• _Set exercise_
Reproduce word for word the lines starting at the one that contains "Point to the bright" and ending at the last line of the items below, both ends included.
==============================
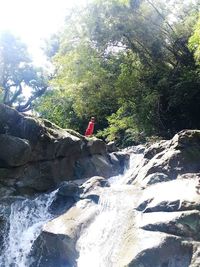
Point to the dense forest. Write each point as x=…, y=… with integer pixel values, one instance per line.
x=133, y=64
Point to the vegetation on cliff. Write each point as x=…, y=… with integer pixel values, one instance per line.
x=133, y=64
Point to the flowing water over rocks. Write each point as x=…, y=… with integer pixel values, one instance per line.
x=25, y=224
x=147, y=217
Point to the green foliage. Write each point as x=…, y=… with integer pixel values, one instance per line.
x=17, y=74
x=58, y=108
x=194, y=41
x=128, y=64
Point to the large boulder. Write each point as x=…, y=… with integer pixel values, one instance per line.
x=36, y=155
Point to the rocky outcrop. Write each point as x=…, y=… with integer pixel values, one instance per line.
x=36, y=155
x=160, y=207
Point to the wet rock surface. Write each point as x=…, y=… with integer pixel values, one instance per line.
x=163, y=220
x=36, y=155
x=155, y=208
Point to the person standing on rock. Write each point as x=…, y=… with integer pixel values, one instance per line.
x=90, y=129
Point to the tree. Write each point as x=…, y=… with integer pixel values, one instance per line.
x=18, y=75
x=129, y=60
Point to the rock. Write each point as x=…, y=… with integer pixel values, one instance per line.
x=56, y=245
x=175, y=195
x=67, y=194
x=14, y=151
x=111, y=147
x=92, y=188
x=170, y=252
x=36, y=155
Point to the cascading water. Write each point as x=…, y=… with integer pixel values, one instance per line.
x=25, y=223
x=100, y=243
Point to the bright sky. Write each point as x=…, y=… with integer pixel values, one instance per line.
x=34, y=20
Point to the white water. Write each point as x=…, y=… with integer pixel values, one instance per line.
x=99, y=245
x=25, y=224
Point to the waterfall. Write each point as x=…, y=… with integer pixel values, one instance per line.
x=99, y=244
x=25, y=224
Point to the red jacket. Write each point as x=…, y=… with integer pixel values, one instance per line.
x=90, y=129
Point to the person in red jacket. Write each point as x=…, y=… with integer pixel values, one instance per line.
x=90, y=129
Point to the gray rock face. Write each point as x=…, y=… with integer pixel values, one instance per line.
x=162, y=223
x=36, y=155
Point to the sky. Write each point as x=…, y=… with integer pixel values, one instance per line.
==============================
• _Output of the exercise_
Point to the bright sky. Write each point as x=…, y=… with integer pixel values, one instance per line.
x=34, y=20
Point to the white water. Write each point as x=…, y=… with integer pixel values, one instance per line.
x=99, y=245
x=25, y=224
Point to the waterfall. Write each point as x=…, y=… with integer pixel values, one instance per line.
x=99, y=244
x=25, y=224
Point to the red jacket. Write each point as x=…, y=… with integer pixel values, one instance per line.
x=90, y=129
Point to the person in red jacket. Write each point as x=…, y=… with integer pixel values, one instance per line.
x=90, y=129
Point to the gray rock face. Write each point as x=…, y=… with integer pixel values, one instance per line.
x=162, y=223
x=36, y=155
Point to the sky. Write each point as x=…, y=… with integer pixel values, one instance per line.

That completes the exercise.